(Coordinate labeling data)
..............................

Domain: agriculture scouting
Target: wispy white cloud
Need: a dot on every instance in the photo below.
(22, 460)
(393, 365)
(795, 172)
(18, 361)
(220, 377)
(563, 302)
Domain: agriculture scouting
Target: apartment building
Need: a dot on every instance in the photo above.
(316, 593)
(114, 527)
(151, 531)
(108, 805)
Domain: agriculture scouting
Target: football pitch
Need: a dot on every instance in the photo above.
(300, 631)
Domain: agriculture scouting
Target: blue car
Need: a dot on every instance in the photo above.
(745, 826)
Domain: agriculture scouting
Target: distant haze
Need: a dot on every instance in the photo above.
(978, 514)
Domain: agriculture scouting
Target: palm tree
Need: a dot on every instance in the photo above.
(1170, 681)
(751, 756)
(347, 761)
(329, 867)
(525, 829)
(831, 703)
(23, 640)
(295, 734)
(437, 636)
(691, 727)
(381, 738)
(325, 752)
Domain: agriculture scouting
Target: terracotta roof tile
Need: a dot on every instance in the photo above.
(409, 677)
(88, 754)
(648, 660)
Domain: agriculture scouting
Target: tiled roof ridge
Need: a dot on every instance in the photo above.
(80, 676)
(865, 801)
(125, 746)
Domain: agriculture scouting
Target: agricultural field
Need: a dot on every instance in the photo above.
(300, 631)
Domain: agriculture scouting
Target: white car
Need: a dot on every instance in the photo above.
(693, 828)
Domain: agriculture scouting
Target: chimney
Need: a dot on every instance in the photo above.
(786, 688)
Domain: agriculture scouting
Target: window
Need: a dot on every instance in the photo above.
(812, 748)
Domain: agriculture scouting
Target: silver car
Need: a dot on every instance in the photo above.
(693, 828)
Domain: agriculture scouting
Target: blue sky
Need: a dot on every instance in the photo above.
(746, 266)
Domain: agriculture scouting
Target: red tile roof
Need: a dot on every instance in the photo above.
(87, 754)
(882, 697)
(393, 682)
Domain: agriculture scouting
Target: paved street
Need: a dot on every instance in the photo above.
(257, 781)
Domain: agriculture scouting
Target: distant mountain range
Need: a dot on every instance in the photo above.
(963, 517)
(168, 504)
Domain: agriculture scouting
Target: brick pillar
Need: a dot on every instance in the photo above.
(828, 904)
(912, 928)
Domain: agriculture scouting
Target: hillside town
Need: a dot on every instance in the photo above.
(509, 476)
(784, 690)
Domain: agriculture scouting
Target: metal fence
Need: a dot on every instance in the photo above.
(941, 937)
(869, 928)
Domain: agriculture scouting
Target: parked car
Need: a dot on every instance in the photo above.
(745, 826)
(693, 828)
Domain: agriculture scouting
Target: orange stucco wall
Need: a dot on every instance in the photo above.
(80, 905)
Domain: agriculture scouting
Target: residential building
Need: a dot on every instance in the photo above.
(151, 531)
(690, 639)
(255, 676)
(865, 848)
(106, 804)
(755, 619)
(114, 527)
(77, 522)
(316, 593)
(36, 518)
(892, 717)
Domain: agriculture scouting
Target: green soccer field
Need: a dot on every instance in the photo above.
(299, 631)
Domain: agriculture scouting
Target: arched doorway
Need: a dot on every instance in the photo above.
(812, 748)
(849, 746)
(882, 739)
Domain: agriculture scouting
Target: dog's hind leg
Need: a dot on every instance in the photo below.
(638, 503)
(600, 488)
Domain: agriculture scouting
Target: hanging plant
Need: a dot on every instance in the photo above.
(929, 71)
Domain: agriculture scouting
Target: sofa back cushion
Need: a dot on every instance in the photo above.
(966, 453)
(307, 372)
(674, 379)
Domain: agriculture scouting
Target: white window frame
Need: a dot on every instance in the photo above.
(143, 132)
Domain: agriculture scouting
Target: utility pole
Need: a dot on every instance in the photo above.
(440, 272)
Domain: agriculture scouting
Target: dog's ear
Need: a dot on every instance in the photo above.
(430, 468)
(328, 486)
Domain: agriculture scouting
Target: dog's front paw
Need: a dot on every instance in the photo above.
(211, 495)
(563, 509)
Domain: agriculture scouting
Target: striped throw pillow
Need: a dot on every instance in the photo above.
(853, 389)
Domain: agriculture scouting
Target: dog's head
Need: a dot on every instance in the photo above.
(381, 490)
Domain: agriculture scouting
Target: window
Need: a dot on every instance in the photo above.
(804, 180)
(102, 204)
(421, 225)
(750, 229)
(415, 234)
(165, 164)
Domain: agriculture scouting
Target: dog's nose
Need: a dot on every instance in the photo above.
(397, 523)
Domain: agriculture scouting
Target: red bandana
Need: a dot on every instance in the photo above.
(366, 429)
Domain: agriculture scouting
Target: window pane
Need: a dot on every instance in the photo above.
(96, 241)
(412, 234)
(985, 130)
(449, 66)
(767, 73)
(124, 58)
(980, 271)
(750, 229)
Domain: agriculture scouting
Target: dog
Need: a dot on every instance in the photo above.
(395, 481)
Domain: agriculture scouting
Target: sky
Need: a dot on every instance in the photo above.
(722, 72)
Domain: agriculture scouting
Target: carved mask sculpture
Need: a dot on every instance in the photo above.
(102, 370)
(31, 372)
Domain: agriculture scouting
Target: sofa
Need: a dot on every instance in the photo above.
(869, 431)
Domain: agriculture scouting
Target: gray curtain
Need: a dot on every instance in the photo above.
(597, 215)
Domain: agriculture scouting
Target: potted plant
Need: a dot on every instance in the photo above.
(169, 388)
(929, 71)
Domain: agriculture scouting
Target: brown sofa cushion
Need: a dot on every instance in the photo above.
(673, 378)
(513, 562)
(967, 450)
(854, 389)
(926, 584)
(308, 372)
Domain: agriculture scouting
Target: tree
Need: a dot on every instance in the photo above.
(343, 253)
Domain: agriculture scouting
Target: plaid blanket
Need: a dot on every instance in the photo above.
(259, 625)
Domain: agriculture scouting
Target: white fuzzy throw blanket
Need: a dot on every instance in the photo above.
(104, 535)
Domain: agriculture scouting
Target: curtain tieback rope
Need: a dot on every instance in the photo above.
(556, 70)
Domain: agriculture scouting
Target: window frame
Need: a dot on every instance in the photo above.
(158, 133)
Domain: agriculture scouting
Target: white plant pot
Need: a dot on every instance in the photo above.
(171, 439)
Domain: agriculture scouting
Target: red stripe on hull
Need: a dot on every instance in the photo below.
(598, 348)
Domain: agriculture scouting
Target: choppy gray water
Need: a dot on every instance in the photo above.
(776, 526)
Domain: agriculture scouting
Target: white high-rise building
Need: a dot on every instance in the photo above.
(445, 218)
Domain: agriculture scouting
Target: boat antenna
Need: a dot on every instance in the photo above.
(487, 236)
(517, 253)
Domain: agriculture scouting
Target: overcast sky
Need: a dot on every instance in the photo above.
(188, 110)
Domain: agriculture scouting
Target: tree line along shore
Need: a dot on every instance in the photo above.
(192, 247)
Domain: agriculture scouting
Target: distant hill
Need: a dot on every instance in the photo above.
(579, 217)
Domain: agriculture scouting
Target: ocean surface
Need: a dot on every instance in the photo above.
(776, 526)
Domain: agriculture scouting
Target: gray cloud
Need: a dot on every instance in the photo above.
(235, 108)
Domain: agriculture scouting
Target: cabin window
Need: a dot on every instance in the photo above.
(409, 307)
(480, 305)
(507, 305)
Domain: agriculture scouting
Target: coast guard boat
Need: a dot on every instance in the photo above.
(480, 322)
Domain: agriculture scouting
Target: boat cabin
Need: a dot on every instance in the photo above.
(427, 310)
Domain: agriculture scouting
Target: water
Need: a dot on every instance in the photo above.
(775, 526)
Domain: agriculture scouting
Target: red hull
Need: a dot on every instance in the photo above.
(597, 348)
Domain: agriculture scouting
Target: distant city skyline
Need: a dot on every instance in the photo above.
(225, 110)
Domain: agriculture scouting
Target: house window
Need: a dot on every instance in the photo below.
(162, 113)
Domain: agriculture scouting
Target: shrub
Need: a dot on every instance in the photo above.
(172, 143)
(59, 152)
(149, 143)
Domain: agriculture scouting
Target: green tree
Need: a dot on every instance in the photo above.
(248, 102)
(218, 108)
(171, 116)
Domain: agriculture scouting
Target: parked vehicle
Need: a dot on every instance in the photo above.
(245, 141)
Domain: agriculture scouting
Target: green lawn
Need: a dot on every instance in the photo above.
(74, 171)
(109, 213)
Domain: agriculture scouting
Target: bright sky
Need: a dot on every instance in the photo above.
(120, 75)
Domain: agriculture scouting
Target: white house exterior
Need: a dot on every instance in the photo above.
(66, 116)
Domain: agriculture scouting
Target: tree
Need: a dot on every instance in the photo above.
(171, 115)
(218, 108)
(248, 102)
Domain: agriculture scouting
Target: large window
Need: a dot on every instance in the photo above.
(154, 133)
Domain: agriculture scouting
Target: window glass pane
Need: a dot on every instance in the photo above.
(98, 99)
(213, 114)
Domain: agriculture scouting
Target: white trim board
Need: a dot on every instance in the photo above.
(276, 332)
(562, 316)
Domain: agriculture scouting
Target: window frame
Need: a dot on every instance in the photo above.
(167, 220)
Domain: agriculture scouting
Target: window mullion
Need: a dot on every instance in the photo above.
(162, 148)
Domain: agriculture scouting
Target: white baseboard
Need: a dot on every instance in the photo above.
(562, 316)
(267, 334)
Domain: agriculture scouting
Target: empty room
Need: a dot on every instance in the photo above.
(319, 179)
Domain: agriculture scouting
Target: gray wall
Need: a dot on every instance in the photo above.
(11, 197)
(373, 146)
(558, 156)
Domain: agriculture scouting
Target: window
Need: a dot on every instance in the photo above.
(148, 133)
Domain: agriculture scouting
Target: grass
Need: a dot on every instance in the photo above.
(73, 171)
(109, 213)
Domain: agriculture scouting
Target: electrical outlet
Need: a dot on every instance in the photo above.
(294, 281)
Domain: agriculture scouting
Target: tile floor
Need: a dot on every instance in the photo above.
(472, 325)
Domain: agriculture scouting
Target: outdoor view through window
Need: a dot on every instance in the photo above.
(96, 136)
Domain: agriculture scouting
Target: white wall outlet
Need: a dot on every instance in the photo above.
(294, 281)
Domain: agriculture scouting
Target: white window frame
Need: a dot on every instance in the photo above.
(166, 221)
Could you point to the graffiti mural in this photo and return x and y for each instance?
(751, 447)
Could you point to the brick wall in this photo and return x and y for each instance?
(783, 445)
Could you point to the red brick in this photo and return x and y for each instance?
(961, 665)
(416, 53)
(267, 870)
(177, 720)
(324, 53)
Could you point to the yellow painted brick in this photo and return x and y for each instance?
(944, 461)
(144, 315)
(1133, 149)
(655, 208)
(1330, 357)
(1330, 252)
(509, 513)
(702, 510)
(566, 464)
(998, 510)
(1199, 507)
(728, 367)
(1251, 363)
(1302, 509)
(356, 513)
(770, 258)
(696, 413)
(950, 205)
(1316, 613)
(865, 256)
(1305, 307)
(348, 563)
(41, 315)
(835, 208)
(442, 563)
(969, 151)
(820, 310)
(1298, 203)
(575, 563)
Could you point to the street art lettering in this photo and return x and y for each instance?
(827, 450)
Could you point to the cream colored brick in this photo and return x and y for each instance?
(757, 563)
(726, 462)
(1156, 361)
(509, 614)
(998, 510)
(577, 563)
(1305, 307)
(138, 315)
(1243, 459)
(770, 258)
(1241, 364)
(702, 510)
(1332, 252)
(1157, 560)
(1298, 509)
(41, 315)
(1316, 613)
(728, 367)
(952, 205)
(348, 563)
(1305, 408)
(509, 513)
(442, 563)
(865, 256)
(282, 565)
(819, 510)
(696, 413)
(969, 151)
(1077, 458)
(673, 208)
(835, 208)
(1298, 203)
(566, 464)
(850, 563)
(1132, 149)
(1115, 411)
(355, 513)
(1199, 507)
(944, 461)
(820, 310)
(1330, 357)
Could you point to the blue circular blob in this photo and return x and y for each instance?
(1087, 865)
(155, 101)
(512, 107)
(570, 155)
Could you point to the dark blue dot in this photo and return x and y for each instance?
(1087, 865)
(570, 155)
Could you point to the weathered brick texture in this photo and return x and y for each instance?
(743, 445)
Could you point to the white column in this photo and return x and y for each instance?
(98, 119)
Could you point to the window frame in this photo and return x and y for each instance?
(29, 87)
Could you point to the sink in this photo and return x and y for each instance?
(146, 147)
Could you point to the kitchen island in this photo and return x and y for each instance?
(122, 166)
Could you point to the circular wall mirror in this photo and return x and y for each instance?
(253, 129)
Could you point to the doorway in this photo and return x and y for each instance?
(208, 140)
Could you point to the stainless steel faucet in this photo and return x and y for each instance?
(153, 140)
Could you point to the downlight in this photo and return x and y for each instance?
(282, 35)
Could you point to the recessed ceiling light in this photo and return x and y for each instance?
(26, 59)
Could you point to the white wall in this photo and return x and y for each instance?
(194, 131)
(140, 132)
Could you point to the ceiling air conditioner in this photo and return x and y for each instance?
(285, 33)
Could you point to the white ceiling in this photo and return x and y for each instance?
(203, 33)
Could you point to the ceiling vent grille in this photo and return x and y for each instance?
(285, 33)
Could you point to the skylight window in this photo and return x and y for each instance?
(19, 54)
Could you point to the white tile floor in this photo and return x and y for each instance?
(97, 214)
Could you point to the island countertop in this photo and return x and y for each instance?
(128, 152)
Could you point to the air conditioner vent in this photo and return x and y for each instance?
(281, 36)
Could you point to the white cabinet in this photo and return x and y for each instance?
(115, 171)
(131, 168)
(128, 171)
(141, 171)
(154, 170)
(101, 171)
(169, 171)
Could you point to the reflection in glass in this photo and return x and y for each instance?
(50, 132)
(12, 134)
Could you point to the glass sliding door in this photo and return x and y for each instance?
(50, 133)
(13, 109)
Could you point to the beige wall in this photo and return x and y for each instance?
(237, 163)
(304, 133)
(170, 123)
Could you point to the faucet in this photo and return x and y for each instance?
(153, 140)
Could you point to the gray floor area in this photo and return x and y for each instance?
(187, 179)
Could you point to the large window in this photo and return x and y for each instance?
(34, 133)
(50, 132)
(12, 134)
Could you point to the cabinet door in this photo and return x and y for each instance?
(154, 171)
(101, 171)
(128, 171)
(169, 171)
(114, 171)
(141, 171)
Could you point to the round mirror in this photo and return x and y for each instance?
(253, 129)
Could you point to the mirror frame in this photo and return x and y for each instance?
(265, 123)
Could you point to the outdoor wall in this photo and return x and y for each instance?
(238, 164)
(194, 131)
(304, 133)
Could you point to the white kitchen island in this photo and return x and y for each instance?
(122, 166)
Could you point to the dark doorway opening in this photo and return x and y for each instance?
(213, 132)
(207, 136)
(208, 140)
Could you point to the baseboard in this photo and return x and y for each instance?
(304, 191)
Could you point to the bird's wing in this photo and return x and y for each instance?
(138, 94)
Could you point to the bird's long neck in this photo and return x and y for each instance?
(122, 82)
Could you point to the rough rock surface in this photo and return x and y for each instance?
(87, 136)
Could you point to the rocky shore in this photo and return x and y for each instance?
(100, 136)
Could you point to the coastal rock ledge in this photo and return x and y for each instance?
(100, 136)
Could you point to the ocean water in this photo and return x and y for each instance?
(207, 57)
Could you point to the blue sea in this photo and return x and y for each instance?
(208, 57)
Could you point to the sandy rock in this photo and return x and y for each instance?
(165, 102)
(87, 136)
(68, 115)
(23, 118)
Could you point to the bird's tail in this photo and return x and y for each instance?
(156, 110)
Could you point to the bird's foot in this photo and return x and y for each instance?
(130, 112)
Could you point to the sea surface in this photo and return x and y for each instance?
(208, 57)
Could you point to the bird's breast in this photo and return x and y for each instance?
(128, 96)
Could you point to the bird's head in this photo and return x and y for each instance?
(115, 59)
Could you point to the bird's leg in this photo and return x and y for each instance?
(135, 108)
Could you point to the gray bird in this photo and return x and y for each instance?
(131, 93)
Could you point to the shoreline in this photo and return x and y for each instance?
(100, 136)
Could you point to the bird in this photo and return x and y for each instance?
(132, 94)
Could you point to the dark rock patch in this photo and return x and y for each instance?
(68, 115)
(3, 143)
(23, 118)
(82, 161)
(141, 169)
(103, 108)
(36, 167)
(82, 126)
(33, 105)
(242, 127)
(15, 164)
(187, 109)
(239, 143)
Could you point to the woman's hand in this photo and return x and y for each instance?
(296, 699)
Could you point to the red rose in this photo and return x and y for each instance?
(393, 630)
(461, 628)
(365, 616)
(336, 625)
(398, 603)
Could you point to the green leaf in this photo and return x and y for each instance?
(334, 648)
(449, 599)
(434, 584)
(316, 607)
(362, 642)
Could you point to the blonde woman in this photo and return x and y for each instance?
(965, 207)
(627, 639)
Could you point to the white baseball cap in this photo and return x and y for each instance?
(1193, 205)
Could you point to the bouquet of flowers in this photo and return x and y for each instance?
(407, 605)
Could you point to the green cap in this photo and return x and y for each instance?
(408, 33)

..............................

* THE REQUEST
Quote exactly what appears from the line containing "Could you point to the woman's" through the final line of the listing above, including both of those lines.

* TASK RESPONSE
Could you point to the woman's hand in this photo and return x and y for each instance?
(296, 699)
Could you point to the red rose in this photo and return x and y for each instance?
(393, 630)
(461, 628)
(365, 616)
(336, 625)
(398, 603)
Could you point to the green leaf in this photo and return x and y for each instance?
(334, 648)
(449, 599)
(434, 584)
(316, 607)
(362, 642)
Could you point to the blonde woman in this photo and return x and y for each instance?
(965, 207)
(627, 639)
Could you point to the white baseball cap in this photo and return x and y for each instance?
(1193, 205)
Could you point to the bouquet of flowers in this photo and return x and y for each instance?
(407, 605)
Could you point to the green cap in this photo and return x and y for each instance?
(408, 33)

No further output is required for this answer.